**Selected text:**
☆ ☆ ☆ ☆ ☆ ☆ ☆

Florida is one of the most botanically rich areas in the United States.
The number of our native plant species–over 3600–exceeds that of each of the other lower 48 states except for Texas and California. Florida has
the less fortunate distinction of having a high percentage of its native flora listed as endangered, threatened, or rare. Fifty-five species are
listed as endangered or threatened by the U.S. Fish and Wildlife Service and another 154 species are candidates for listing or are considered of
management concern. The Florida Department of Agriculture and Consumer Services lists 528 plant species as endangered or threatened and another 8
as commercially exploited. The Florida Natural Areas Inventory (FNAI), as part of its mission to collect, interpret, and disseminate ecological
information critical to the conservation of Florida’s biological diversity, tracks the status of 479 rare plant and lichen species.
While numerous technical guides, manuals, and “picture books” exist for
different subsets of Florida’s flora–each containing information on some rare species–no single field guide to Florida’s rarest plants has been
available. The Field Guide to the Rare Plants of Florida is the first to provide identification, habitat information, and management guidance for
the rarest of Florida’s plants in a single, field-oriented volume.
In writing and producing the Field Guide to the Rare Plants of Florida, FNAI
has drawn upon many decades of botanical research and upon the many botanical researchers who continue a centuries-long tradition of commitment to
the preservation of Florida’s rare plants. This Guide is dedicated to all those botanists, past and present, professional and amateur, who have
contributed so much of their time, intellect, and enthusiasm to the identification and preservation of Florida’s native plants.

☆ ☆ ☆ ☆ ☆ ☆ ☆

**Segmentation mask data:**
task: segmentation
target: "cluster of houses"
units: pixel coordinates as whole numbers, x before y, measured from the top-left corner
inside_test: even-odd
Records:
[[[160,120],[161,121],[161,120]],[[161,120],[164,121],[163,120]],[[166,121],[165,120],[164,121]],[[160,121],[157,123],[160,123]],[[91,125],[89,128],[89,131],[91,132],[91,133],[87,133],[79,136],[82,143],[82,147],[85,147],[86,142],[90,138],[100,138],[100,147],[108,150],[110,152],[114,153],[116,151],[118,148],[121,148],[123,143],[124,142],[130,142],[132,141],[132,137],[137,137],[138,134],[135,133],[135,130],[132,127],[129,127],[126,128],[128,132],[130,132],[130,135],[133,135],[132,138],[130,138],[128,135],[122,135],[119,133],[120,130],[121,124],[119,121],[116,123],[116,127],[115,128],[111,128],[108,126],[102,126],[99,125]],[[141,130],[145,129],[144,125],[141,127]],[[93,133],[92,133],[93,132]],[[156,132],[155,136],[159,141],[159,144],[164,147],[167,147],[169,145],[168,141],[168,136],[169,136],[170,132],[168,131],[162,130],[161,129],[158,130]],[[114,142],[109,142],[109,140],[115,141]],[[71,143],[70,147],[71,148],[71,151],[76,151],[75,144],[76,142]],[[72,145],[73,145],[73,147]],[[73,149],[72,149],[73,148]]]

☆ ☆ ☆ ☆ ☆ ☆ ☆

**Task instructions:** Write out the passage about Florida's rare plants word for word, beginning at the words "In writing and" and stopping after "Florida’s native plants.". Draw only on the passage about Florida's rare plants.

**Written response:**
In writing and producing the Field Guide to the Rare Plants of Florida, FNAI
has drawn upon many decades of botanical research and upon the many botanical researchers who continue a centuries-long tradition of commitment to
the preservation of Florida’s rare plants. This Guide is dedicated to all those botanists, past and present, professional and amateur, who have
contributed so much of their time, intellect, and enthusiasm to the identification and preservation of Florida’s native plants.